• **Task objective**: Copy all of the entries that follow, exactly.

..........

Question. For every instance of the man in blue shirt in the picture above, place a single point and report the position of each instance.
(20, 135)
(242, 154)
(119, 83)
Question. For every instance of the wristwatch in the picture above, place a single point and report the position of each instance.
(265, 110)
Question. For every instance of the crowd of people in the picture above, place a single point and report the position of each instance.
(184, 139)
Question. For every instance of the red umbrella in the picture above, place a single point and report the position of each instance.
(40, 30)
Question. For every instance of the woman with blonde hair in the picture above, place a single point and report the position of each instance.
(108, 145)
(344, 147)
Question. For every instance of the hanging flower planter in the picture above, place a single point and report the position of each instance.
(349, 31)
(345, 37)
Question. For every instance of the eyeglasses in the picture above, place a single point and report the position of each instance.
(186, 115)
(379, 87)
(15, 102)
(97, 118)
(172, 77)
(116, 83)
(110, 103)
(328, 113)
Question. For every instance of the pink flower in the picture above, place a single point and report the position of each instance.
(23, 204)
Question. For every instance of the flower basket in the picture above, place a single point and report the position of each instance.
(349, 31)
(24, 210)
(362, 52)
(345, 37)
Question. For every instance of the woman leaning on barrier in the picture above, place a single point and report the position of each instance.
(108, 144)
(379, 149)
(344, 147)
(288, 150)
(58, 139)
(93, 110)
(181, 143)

..........

• **Task result**:
Question. For every instance of the man in blue shirt in the picture above, place a single point and report the position of each instance.
(20, 135)
(242, 154)
(119, 83)
Question. For every instance of the wristwatch in the picture above, place a single point and report the position of each instance.
(265, 110)
Question. For every instance of the crowd of people in the picture above, place a single point and report the position of each instance.
(184, 139)
Question. For every instance of the red umbrella in the picture above, place a single point and report the position of each instance.
(40, 30)
Question. For every instance of the woman with blonde hair in the picture above, place a single point and report the position of each instance.
(108, 145)
(344, 147)
Question. For every instance of the hanging flower planter in the picture above, place a single point and report the position of each instance.
(349, 31)
(345, 37)
Question. For every instance of the eyeglasses in the picture above, place a single point and report the position of each instance.
(186, 115)
(379, 87)
(15, 102)
(97, 118)
(172, 77)
(116, 83)
(110, 103)
(328, 113)
Question. For every instance of the pink flower in the picture above, place a single point and report the position of each instance.
(23, 204)
Question. For every instance of the flower basket in the picture above, place a single point and report the position of each instance.
(349, 31)
(24, 210)
(362, 52)
(345, 37)
Question. For every instance of the woman leaning on barrier in the picture above, place a single point and report the position of each instance.
(108, 144)
(379, 149)
(344, 147)
(288, 150)
(58, 139)
(93, 110)
(181, 143)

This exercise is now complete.